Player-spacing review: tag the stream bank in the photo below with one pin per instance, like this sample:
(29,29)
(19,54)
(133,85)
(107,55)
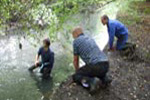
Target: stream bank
(131,79)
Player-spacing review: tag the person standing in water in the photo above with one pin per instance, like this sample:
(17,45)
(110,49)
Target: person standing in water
(96,62)
(47,59)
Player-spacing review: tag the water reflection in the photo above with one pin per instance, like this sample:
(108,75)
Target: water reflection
(45,86)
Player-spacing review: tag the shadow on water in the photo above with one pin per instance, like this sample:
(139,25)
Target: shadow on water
(45,86)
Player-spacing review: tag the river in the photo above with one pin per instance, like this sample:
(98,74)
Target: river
(16,83)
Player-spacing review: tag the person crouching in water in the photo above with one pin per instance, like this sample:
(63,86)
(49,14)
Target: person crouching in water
(96,66)
(47,59)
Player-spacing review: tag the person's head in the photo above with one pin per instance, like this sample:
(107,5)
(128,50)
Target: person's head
(46,42)
(104,19)
(76,32)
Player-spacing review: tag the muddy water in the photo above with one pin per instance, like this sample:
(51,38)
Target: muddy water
(16,83)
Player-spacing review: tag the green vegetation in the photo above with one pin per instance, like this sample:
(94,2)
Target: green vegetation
(40,14)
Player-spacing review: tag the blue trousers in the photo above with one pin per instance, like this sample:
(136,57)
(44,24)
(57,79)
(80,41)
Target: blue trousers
(121,42)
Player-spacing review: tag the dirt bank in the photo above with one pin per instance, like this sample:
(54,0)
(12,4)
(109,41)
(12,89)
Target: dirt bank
(131,79)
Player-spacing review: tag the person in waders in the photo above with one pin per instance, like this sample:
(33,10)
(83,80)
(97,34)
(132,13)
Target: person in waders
(47,59)
(120,31)
(94,73)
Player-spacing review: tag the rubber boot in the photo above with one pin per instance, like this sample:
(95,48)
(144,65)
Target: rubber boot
(32,68)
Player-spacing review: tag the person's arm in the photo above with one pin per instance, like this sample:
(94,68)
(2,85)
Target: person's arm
(76,62)
(52,60)
(37,57)
(111,35)
(76,56)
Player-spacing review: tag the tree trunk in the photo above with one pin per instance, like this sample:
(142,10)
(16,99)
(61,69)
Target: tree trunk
(147,0)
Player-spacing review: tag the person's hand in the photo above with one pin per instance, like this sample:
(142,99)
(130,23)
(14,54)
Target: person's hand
(112,49)
(36,63)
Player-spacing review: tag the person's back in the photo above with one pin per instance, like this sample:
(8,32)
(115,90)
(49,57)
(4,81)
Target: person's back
(120,29)
(88,50)
(97,65)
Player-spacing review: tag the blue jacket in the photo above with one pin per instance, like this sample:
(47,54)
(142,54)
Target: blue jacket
(115,28)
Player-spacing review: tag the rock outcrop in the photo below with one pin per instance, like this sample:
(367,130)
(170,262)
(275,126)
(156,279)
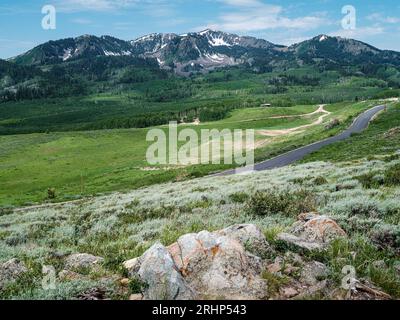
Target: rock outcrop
(205,265)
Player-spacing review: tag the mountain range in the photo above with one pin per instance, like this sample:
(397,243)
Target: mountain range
(207,50)
(90,64)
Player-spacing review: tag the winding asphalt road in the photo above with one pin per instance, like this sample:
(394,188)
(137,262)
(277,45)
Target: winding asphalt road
(288,158)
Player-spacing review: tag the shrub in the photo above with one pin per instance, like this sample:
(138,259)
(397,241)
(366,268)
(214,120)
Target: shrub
(136,285)
(370,180)
(288,203)
(319,181)
(387,236)
(51,193)
(239,197)
(392,175)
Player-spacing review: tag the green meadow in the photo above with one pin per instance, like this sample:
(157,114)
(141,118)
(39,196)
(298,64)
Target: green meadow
(80,164)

+ + + + +

Return each line of the data, keeping its wording exact and omitting pictures.

Player-spacing review: tag the stream bank in the photo below with one pin per instance, like this sample:
(29,29)
(19,54)
(133,85)
(107,55)
Target: stream bank
(131,79)
Player-spacing review: tag the person standing in water in the photo above with one pin per instance, like this sample:
(17,45)
(110,49)
Target: person standing in water
(96,62)
(47,59)
Player-spacing review: tag the water reflection in the photo above with one pin per instance, like this sample:
(108,75)
Target: water reflection
(45,86)
Player-spacing review: tag the shadow on water in the photo above with one pin per instance, like this sample:
(139,25)
Target: shadow on water
(45,86)
Player-spacing review: tag the river in the photo above with one pin per instance, like this sample:
(98,74)
Target: river
(16,83)
Player-spacing review: tag the person crouching in water in the photo above with one pin per instance, like this sample:
(63,86)
(49,14)
Target: person crouching in water
(96,66)
(47,59)
Player-spacing review: tag the person's head in the photo above with one pin per instance, like this sample:
(107,5)
(128,50)
Target: person's head
(46,42)
(104,19)
(76,32)
Player-spacing review: tag the muddy water in the photo above with one pin per instance, like this sample:
(51,38)
Target: muddy water
(16,83)
Player-spacing review: tag the green vegetation in the photo above with one pin per instance, like this sample:
(94,2)
Target: green vegetation
(40,14)
Player-spacing review: tag the blue trousers in the photo above with one pin per instance, like this sample:
(136,57)
(44,24)
(57,79)
(80,41)
Target: blue trousers
(121,42)
Player-spacing review: tag the dirt bank in the photo above with one pin per instance, like this sample:
(54,0)
(12,4)
(109,41)
(12,89)
Target: dirt bank
(131,79)
Player-spacing review: tag the person in waders in the photo above with one pin per instance, like this sample:
(33,10)
(83,80)
(97,34)
(132,13)
Target: person in waders
(47,59)
(120,31)
(94,73)
Player-spacing review: tag the rubber boot in the photo above with one pin per instance, like this sample:
(95,48)
(144,65)
Target: rubber boot
(32,68)
Player-spacing review: tag the person's arm in the photo above with one pin per instance, like this sample:
(94,68)
(2,85)
Target: person's arm
(76,62)
(52,60)
(37,57)
(111,35)
(76,56)
Player-spacing review: tag the tree trunk in the photo above with one pin per instance, like this sample:
(142,10)
(16,99)
(61,69)
Target: tree trunk
(147,0)
Player-spacing review: tag the person's hand in the photo above with one pin per instance, like this sample:
(142,99)
(130,23)
(14,54)
Target: person's hand
(112,49)
(36,63)
Player-spacing review: tag the person's back in the photo above with one pin per instance, like this sample:
(8,32)
(115,90)
(49,57)
(4,81)
Target: person's back
(120,29)
(88,50)
(97,65)
Player-spacing review: tag the blue jacket in the photo above with one pin per instance, like this sample:
(47,54)
(142,54)
Target: blue jacket
(115,28)
Player-spacing review: tag the rock outcrop in the photo below with one pin per instance, like this sample:
(367,130)
(170,262)
(275,126)
(156,279)
Target: rock outcrop
(205,265)
Player-spacing review: tag the mountain range in the photo above with one pin per instance, like this sample:
(397,243)
Target: mountain range
(207,50)
(90,64)
Player-spacing review: tag the winding asphalt road in the photo above with one pin per instance, like this sample:
(394,188)
(137,262)
(277,45)
Target: winding asphalt road
(288,158)
Player-spacing review: tag the shrub in the photo above with one pin per instance, like this sample:
(138,259)
(397,241)
(366,268)
(214,120)
Target: shrub
(136,285)
(370,180)
(288,203)
(319,181)
(387,236)
(51,193)
(239,197)
(392,175)
Player-spacing review: tag the green meadow in the photo above with one pin per instance, like this sample:
(157,114)
(141,118)
(39,196)
(298,64)
Target: green meadow
(80,164)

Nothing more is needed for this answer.